** START **
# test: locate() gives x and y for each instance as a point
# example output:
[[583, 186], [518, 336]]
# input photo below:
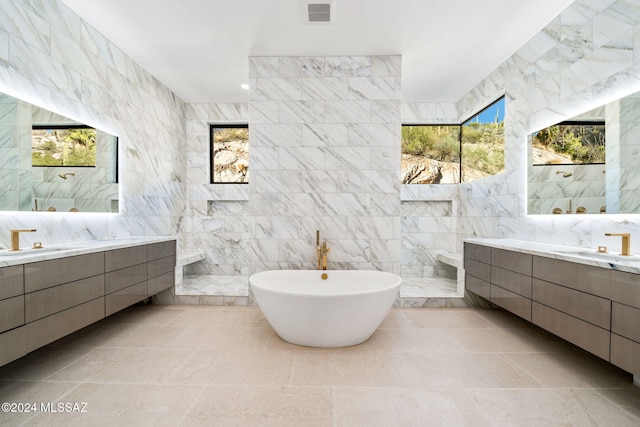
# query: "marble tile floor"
[[177, 365]]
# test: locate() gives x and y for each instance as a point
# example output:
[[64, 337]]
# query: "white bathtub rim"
[[344, 290]]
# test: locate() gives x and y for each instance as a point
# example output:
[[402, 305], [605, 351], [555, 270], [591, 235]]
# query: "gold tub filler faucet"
[[321, 252], [15, 239], [626, 242]]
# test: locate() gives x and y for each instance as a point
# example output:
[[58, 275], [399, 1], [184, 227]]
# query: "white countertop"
[[52, 251], [611, 260]]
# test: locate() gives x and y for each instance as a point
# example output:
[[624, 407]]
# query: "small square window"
[[229, 154]]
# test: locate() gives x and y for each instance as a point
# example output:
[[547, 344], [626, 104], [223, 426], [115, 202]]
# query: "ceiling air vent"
[[319, 12]]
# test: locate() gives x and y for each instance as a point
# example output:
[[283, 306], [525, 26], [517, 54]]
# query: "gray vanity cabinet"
[[12, 337], [133, 274], [62, 296], [161, 267], [511, 281], [573, 301], [595, 308], [125, 277], [477, 267], [43, 301], [502, 277], [625, 321]]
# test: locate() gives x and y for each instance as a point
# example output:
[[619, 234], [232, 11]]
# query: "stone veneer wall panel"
[[51, 58]]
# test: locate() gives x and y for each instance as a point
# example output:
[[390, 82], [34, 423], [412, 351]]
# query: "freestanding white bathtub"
[[343, 310]]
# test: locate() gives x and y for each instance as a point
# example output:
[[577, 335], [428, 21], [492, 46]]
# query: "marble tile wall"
[[589, 55], [216, 220], [327, 133], [562, 186], [52, 58]]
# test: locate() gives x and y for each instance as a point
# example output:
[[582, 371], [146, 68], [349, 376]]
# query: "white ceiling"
[[200, 48]]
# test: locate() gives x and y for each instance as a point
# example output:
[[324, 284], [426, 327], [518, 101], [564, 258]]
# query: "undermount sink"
[[37, 251], [605, 256]]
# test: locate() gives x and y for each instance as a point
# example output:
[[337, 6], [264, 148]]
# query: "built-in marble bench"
[[234, 289]]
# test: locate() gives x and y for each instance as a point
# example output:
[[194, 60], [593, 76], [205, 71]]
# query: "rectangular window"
[[63, 146], [229, 153], [482, 143], [450, 154], [430, 154], [570, 143]]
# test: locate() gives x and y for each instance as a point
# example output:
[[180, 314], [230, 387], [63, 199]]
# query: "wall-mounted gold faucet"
[[15, 239], [321, 252], [626, 242]]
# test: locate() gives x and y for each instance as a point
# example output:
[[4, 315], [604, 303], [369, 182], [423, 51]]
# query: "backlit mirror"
[[586, 164], [54, 163]]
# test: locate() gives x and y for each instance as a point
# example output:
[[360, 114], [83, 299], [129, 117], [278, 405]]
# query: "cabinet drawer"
[[585, 278], [478, 269], [512, 261], [514, 282], [125, 257], [625, 288], [45, 331], [125, 297], [161, 266], [589, 308], [45, 274], [477, 252], [625, 321], [581, 333], [517, 304], [120, 279], [11, 281], [478, 286], [161, 250], [625, 354], [12, 345], [52, 300], [11, 313], [160, 283]]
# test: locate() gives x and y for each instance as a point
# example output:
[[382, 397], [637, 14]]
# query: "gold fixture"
[[626, 242], [15, 239], [321, 252]]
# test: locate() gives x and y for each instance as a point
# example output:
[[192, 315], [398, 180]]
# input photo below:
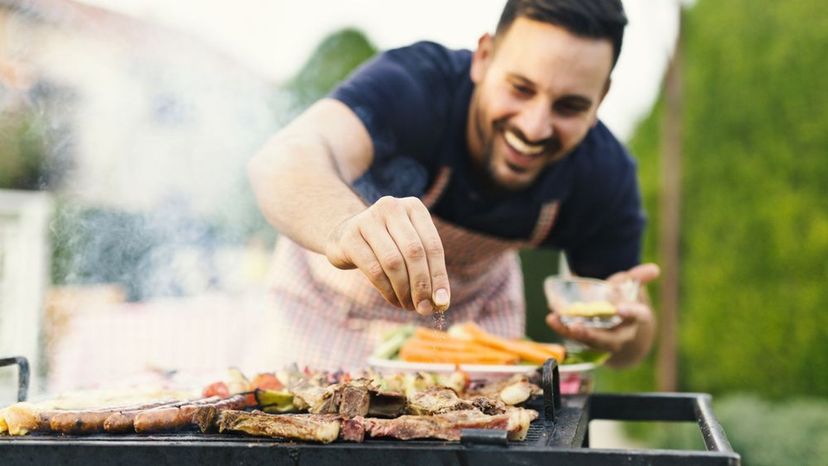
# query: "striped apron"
[[324, 317]]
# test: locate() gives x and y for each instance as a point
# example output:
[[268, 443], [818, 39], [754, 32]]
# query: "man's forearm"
[[300, 191]]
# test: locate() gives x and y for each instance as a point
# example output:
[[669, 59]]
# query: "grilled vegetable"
[[275, 401]]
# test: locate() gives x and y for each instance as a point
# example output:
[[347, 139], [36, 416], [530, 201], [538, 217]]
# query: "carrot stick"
[[526, 352], [462, 347], [429, 334], [418, 354]]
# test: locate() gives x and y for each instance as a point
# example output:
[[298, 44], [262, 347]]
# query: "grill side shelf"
[[665, 407], [551, 385]]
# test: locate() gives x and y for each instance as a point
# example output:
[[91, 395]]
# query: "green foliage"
[[754, 202], [22, 150], [762, 432], [334, 59], [755, 221]]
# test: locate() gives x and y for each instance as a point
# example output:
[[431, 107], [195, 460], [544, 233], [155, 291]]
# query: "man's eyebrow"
[[570, 98], [522, 79], [576, 99]]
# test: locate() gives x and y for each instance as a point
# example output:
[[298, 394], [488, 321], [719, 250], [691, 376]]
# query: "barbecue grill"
[[559, 436]]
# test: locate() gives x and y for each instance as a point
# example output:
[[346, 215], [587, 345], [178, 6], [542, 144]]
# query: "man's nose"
[[535, 121]]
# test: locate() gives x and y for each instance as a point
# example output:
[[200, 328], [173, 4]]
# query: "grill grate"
[[559, 436]]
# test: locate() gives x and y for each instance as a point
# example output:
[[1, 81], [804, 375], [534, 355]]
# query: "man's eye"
[[521, 89], [566, 108]]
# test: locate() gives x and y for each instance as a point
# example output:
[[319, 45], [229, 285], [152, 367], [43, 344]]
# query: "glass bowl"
[[588, 301]]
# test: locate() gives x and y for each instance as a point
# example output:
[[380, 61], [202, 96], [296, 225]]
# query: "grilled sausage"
[[168, 418], [124, 421]]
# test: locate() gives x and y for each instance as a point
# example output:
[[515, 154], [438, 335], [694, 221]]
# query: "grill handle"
[[663, 407], [551, 385], [22, 374]]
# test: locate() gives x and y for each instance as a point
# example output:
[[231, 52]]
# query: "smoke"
[[144, 135]]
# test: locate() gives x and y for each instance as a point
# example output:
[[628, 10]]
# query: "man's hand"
[[630, 340], [395, 244]]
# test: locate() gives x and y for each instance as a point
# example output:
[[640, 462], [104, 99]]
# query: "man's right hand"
[[395, 244]]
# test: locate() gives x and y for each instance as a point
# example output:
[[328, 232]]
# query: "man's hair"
[[601, 19]]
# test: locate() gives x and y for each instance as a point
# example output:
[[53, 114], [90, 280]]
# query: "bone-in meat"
[[441, 426]]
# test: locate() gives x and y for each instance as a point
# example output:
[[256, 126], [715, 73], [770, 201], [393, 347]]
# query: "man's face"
[[537, 90]]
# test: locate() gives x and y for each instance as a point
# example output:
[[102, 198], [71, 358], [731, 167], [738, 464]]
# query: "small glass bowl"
[[588, 301]]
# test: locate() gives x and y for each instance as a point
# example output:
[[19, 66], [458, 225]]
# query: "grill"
[[559, 436]]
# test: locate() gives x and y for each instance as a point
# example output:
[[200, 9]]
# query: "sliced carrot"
[[462, 347], [526, 352], [419, 354], [429, 334]]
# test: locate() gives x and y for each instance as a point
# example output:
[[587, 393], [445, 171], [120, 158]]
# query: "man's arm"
[[301, 179]]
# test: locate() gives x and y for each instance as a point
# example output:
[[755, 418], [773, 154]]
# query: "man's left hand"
[[630, 340]]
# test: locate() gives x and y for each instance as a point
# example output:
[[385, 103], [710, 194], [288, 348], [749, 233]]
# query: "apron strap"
[[546, 221], [437, 188]]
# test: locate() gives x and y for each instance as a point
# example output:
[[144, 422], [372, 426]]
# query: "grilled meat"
[[310, 427], [436, 400]]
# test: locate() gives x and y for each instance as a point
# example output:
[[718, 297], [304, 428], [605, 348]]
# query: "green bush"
[[754, 200]]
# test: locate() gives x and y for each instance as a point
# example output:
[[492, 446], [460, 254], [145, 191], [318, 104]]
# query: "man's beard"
[[487, 172]]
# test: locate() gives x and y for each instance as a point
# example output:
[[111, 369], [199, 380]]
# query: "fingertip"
[[442, 299], [424, 308]]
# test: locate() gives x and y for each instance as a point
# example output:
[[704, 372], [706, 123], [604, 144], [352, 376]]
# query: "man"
[[412, 186]]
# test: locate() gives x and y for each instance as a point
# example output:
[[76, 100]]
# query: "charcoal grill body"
[[559, 436]]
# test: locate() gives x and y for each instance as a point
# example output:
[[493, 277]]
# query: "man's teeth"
[[521, 146]]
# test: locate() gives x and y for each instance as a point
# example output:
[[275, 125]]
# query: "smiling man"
[[415, 183]]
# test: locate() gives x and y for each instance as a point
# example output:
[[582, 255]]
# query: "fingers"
[[435, 255], [363, 257], [643, 273], [407, 247], [391, 261]]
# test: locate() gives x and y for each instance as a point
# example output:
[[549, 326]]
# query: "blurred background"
[[131, 246]]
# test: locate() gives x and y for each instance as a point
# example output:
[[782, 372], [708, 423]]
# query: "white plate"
[[480, 370]]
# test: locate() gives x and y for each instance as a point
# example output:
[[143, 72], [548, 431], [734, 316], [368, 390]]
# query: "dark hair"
[[602, 19]]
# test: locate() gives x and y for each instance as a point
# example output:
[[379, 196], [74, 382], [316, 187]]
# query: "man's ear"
[[482, 57], [603, 94]]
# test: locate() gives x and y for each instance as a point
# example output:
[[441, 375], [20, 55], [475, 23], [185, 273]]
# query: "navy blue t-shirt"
[[414, 102]]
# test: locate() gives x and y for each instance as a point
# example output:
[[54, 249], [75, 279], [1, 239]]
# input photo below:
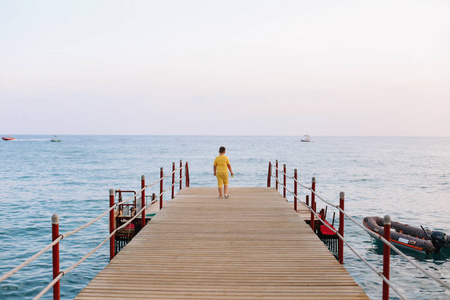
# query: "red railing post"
[[181, 174], [276, 174], [112, 241], [313, 202], [284, 181], [143, 200], [269, 174], [341, 228], [295, 189], [187, 175], [173, 180], [161, 188], [55, 257], [386, 256]]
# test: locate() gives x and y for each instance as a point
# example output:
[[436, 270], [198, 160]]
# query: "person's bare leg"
[[225, 188]]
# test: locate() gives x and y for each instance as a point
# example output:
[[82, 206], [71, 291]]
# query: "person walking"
[[221, 167]]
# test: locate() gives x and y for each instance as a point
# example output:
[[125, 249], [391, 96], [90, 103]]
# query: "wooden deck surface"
[[250, 246]]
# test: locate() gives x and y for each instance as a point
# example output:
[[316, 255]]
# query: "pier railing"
[[57, 237], [281, 177]]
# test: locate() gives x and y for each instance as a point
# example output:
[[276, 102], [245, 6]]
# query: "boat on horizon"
[[306, 139], [55, 140], [8, 138]]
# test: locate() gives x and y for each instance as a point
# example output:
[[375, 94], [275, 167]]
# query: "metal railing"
[[384, 275], [57, 237]]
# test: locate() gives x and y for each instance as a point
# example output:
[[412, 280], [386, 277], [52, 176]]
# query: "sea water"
[[404, 177]]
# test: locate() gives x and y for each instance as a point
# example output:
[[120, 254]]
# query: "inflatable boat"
[[404, 236]]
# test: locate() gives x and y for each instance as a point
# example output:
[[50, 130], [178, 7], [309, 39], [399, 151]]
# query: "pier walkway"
[[250, 246]]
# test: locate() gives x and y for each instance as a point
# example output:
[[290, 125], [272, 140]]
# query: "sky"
[[319, 67]]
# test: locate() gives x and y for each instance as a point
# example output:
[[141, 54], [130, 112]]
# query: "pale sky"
[[333, 68]]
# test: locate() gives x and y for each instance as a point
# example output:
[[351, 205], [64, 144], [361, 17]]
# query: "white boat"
[[307, 138]]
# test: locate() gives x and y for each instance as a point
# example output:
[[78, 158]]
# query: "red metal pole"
[[112, 241], [313, 202], [386, 256], [55, 258], [173, 180], [188, 181], [161, 188], [143, 199], [341, 228], [284, 181], [295, 189], [181, 174], [276, 174]]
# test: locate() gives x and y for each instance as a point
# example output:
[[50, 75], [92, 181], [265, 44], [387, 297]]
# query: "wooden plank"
[[250, 246]]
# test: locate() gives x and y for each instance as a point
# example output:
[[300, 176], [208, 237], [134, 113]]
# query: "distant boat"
[[8, 138], [55, 140], [307, 138]]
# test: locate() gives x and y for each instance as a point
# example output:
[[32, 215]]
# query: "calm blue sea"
[[405, 177]]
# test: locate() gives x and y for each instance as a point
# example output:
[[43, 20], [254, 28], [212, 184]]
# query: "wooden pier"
[[250, 246]]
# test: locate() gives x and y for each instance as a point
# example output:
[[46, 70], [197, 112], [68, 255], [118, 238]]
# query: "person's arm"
[[229, 168]]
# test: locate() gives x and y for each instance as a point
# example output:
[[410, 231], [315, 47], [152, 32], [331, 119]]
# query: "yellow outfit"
[[221, 162]]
** END **
## Exercise prompt
Please count the lines in the items above that contain the word "wall", and give only the number.

## Solution for this task
3